(GIVEN INFORMATION)
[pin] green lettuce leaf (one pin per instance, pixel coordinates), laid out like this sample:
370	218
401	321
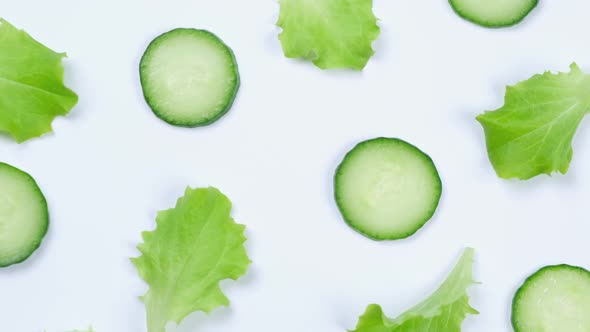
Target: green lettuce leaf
331	33
533	132
31	81
444	310
195	246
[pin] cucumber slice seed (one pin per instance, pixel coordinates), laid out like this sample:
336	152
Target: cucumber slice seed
387	189
189	77
493	13
554	299
24	217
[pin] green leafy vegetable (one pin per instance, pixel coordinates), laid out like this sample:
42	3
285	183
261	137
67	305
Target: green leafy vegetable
31	81
532	133
444	310
195	246
331	33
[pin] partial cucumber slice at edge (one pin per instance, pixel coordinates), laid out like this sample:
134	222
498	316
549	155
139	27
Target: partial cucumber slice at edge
24	215
493	13
387	189
189	77
555	298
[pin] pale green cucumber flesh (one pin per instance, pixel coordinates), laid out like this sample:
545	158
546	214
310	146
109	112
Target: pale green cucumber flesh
554	299
24	217
387	189
494	13
189	77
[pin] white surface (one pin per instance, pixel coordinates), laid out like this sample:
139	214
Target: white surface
112	164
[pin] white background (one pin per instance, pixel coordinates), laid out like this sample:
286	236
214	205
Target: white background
111	164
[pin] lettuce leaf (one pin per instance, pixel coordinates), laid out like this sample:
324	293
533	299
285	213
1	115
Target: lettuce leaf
195	246
331	33
31	81
533	132
444	310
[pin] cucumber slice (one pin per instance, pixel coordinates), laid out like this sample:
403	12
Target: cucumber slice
189	77
494	13
554	299
24	217
387	189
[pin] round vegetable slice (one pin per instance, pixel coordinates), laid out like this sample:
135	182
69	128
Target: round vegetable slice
387	189
189	77
554	299
494	13
24	217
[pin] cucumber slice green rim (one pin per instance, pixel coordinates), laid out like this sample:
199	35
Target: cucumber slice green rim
(End GIVEN INFORMATION)
**WHAT IS BEING ASKED:** Reproduce the preceding material exactly, skipping pictures.

**RESPONSE:**
[pin] green lettuce leaf (one pin per instance, pixel coordinates), laid out like this sample:
370	218
401	321
Target: green lettuce leaf
331	33
533	132
31	81
444	310
195	246
[pin] cucumber slice seed (one pin per instance, pixel coordinates), laid out like this sample:
336	152
Target: cucumber slice seed
387	189
189	77
493	13
554	299
24	217
[pin] green leafy vegetable (one pin per instance, pixel coordinates), laid out like this sample:
42	3
285	183
261	137
67	305
Target: green leafy vegetable
31	81
532	133
444	310
195	246
331	33
[pin] partial cucumber slice at edge (one pin per instance, pixel coordinates), laid out like this sample:
134	222
498	316
549	155
139	27
Target: partial cucumber slice at edge
24	215
493	13
387	189
189	77
555	298
[pin] pale green cucumber flesh (one pin per instance, pixel coordinates), laid out like this sample:
545	158
546	214
310	146
109	112
Target: pale green cucumber flesh
554	299
24	217
387	189
494	13
189	77
[pin] white surface (one pin per instance, pixel coordinates), laid out like this sample:
139	214
Target: white surface
112	164
[pin] white background (one pin per instance, pixel coordinates), laid out like this sample:
286	236
214	205
Target: white background
111	164
[pin] lettuce leaf (one pin per instance, pixel coordinates), laid out like this sample:
324	293
533	299
285	213
1	115
Target: lettuce leaf
195	246
331	33
31	81
533	132
444	310
[pin] cucumber slice (one pin per instance, pixel coordinates), laid out like this sample:
403	12
Target: cucumber slice
189	77
494	13
554	299
24	217
387	189
[pin] round vegetable slice (one pin per instance, pixel coordinates), laid out like this sample:
135	182
69	128
Target: round vegetable slice
387	189
189	77
554	299
494	13
24	217
[pin] cucumber slice green rim (one pin per instance, pixel coordinates), laid out like this sample:
199	35
Target: cucumber slice green rim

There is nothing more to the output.